Dataset excerpts on object pointing:

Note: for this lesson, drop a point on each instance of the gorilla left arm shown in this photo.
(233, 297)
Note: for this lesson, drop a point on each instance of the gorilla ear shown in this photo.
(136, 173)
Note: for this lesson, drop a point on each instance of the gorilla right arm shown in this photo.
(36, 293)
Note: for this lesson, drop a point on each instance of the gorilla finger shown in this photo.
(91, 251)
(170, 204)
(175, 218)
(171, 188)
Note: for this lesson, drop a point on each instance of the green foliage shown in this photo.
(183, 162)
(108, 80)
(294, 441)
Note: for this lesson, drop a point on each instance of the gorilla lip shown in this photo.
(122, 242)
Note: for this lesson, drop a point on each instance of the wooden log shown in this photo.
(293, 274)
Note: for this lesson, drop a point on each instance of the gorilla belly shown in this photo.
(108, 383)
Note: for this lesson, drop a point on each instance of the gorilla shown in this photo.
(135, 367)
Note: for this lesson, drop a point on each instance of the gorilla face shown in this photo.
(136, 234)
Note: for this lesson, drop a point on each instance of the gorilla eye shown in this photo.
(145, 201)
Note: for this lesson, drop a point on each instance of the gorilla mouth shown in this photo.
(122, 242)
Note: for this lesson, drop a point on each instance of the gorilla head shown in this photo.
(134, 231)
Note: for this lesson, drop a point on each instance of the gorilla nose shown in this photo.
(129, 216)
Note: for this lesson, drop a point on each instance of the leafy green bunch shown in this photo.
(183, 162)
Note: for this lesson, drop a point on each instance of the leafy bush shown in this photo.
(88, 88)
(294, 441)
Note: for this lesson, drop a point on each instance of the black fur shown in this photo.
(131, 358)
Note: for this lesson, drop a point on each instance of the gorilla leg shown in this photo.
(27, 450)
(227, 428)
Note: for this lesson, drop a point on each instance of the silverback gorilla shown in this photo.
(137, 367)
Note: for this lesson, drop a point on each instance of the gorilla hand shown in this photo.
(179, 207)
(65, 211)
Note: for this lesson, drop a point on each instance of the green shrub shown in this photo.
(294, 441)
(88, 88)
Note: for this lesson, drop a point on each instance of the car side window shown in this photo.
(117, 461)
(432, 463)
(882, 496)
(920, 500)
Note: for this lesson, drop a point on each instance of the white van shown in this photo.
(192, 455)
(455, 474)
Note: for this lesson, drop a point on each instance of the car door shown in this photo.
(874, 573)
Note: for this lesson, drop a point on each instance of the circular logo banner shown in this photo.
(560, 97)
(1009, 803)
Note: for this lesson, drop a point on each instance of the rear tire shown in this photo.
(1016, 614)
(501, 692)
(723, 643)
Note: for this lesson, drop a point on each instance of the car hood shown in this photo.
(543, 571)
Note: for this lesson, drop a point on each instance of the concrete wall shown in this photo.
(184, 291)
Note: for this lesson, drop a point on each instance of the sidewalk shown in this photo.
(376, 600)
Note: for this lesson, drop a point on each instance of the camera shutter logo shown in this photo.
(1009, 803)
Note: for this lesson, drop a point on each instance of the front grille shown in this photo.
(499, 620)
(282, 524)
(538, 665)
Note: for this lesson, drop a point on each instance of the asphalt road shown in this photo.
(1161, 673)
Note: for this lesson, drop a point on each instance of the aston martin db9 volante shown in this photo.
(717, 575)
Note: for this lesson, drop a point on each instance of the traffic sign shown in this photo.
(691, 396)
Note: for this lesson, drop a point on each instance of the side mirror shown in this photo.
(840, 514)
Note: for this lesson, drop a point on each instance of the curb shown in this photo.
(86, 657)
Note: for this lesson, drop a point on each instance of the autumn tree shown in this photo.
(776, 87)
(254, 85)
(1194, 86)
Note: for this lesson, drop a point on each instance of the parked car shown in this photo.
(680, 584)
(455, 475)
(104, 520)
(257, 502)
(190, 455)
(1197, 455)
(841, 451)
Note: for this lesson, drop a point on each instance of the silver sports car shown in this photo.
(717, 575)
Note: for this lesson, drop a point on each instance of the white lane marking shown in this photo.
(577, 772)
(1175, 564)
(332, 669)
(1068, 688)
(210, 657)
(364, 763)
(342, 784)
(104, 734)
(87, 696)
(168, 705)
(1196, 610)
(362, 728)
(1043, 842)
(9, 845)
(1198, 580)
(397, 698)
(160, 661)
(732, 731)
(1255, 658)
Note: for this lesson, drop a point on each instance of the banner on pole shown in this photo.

> What this task involves: From the line containing "volante shown in this photo." to the last line of the material, please quote every line exactly and only those.

> Written response:
Note: for this lesson, drop a point on each instance of the aston martin db9 volante shown in this photo.
(717, 575)
Note: for this lesson, drop a point on each instance of the traffic sign shown in this photo.
(691, 396)
Note: for this lesson, drop a point on each instance of the side mirror shown in this photo.
(840, 514)
Note: for this lesson, drop a point on each instance of the curb shown in this photo.
(86, 657)
Note: for this lesson, drop a point on each instance of the autumn tree shown in this photo.
(776, 87)
(254, 85)
(1194, 86)
Note: for this lesson, drop a point on each instance of the parked car shown in this photo.
(680, 584)
(455, 475)
(104, 520)
(257, 502)
(190, 455)
(1197, 455)
(841, 451)
Note: for this lesson, drop a point on each instance of the silver sports car shown in this photo.
(717, 575)
Note: for this lesson, drop a point on each instance of the white lane marking shown in this photo.
(577, 772)
(1175, 564)
(332, 669)
(1068, 688)
(210, 657)
(364, 763)
(342, 784)
(104, 734)
(87, 696)
(168, 705)
(1196, 610)
(362, 728)
(1043, 842)
(9, 845)
(1198, 580)
(397, 698)
(160, 661)
(732, 731)
(1255, 658)
Note: for this lesson, drop a point on each instance of the banner on pole shown in this photo.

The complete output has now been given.